● **Estratto del testo**

□ □ □

Mafia

Da Sciacca a Roma al servizio di Nicoletti e la banda della Magliana

Blitz antimafia a Roma, indagato Francesco Mario Dimino: “Sono siciliano e sono originale, io ho combattuto... ho fatto le guerre per loro ”

Pubblicato 5 mesi fa

Una vera e propria centrale di riciclaggio a Roma al servizio dei clan. E’ quanto accertato dall’indagine della Dia di Roma che ha portato oggi a 18 arresti e al sequestro di beni per oltre 130 milioni (57 sono complessivamente gli indagati).

Dall’attività d’indagine, avviata nel 2018 e coordinata dalla Dda di Roma, è emersa l’esistenza di due gruppi criminali che riciclavano per vari clan, dai campani ai calabresi, ingenti somme di denaro in diversi settori, in particolare in quello degli idrocarburi e cinematografico. Venivano costituite società “fittizie” per emettere false fatturazioni grazie al supporto fornito da imprenditori e da liberi professionisti compiacenti. Per gli inquirenti a capo di una delle associazioni c’erano Antonio Nicoletti, figlio dell’ex esponente della Banda della Magliana e Pasquale Lombardi, figura di riferimento nella zona di Aprilia, insieme a esponenti della criminalità organizzata campana. Avrebbero curato gli interessi dei clan di camorra Mazzarella-D’Amico e delle cosche della ‘ndrangheta. A capo del secondo gruppo, collegato al primo, c’erano secondo gli inquirenti Vincenzo Senese, figlio di Michele, Salvatore D’Amico, detto o’ pirata e Roberto Macori, ritenuto alter ego di Mokbel e cresciuto all’ombra di Massimo Carminati.

□ □ □

● **Requisiti dell'esercizio**
In base all'articolo sul blitz antimafia a Roma, rispondi alle domande seguenti, numerando le risposte nello stesso modo.
1. Quanti arresti ha prodotto l'indagine della Dia di Roma?
2. In quale anno è stata avviata l'attività d'indagine?
3. Chi viene indicato come figura di riferimento nella zona di Aprilia?

● **Dati forniti**
□ □ □

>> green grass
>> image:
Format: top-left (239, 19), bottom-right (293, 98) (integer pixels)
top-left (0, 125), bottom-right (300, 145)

□ □ □

● **Risposta finale**
1. 18 arresti.
2. Nel 2018.
3. Pasquale Lombardi.